* Exercise *
According to the show transcript, which chapter and verse of Scripture is the source of the phrase "cloud of witnesses"?

* Text segment *
You can also post your question on one of our social media sites, and of course you can always email us at questions at corechristianity.com. I want to jump in actually really quickly here. Our audience probably doesn't know that yesterday was a special day because it was your birthday, and so I'm just curious about how you celebrated yesterday, what you did for that big special day. You know, I went cliff-diving. Did you really? No. Oh, okay.
I gotcha. Yeah, well, I know you're like an athletic guy, and you cycle around, and you know, so I- I did go on a really hard bike ride. Yeah, I went on an hour-long bike ride, and I- Isn't it snowing where you live? No, it's not snowing.
I thought I remember you saying snow, okay. No, no, but thank you for wishing me a happy belated birthday. I'll make sure to wish you one the day after your birthday as well. Appreciate that. Thanks, Bill. All right, well, let's get to our questions, and we do have a voicemail from one of our listeners. This is from Jim. I wanted to ask Pastor Adrian, if the cloud of witnesses in Hebrews 12 refers to Satan heaven who can see what's going on on the earth today, are they praying, or is there any indication in Scripture that they're praying on our behalf?
Love your program. Thanks for your answer. This is an excellent question, especially because yesterday we did receive a call about a question about, you know, whether it's okay to pray for our deceased relatives. So, sort of fitting, I mean, the question is, what are our loved ones who are in heaven? That quote-unquote cloud of witnesses, what are they doing right now? And so, that language comes from Hebrews 12, verse 1, therefore, since we are surrounded by so great a cloud of witnesses, let us also lay aside every weight and the sin which clings so closely and let us run with endurance the race that is set before us, looking to Jesus, the founder and perfecter of our faith. Now, we oftentimes read that, this cloud of witnesses, as they're in heaven and they're witnessing the things that we do on earth.

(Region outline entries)
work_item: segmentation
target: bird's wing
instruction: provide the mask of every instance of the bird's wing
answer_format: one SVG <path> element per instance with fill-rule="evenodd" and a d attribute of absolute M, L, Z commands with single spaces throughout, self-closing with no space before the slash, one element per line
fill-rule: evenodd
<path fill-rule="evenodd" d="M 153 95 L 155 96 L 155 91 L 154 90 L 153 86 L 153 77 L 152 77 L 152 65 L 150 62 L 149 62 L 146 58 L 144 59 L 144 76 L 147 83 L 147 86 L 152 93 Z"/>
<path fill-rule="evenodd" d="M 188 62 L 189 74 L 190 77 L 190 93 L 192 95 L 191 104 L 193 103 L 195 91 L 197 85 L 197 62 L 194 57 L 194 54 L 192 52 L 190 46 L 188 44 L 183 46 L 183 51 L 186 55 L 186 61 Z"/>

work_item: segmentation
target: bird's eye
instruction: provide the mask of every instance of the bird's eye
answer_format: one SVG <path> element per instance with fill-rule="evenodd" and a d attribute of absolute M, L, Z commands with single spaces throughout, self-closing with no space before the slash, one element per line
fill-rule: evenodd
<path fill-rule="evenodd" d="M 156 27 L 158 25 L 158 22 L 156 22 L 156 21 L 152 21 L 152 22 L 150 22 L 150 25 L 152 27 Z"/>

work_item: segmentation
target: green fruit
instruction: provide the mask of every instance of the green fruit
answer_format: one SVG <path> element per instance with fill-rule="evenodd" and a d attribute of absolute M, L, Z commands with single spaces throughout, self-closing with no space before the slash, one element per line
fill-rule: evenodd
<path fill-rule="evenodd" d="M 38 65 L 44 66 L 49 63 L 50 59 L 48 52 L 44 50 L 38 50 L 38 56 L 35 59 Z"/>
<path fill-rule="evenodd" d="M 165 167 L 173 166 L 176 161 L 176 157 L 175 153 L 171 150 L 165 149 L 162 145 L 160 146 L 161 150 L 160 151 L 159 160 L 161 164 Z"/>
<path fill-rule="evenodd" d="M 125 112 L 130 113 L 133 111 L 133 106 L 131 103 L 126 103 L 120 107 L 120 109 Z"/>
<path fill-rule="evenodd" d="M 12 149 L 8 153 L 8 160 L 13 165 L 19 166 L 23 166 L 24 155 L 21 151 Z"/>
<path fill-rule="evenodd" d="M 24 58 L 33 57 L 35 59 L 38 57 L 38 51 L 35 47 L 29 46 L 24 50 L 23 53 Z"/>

* Task answer *
Hebrews 12, verse 1.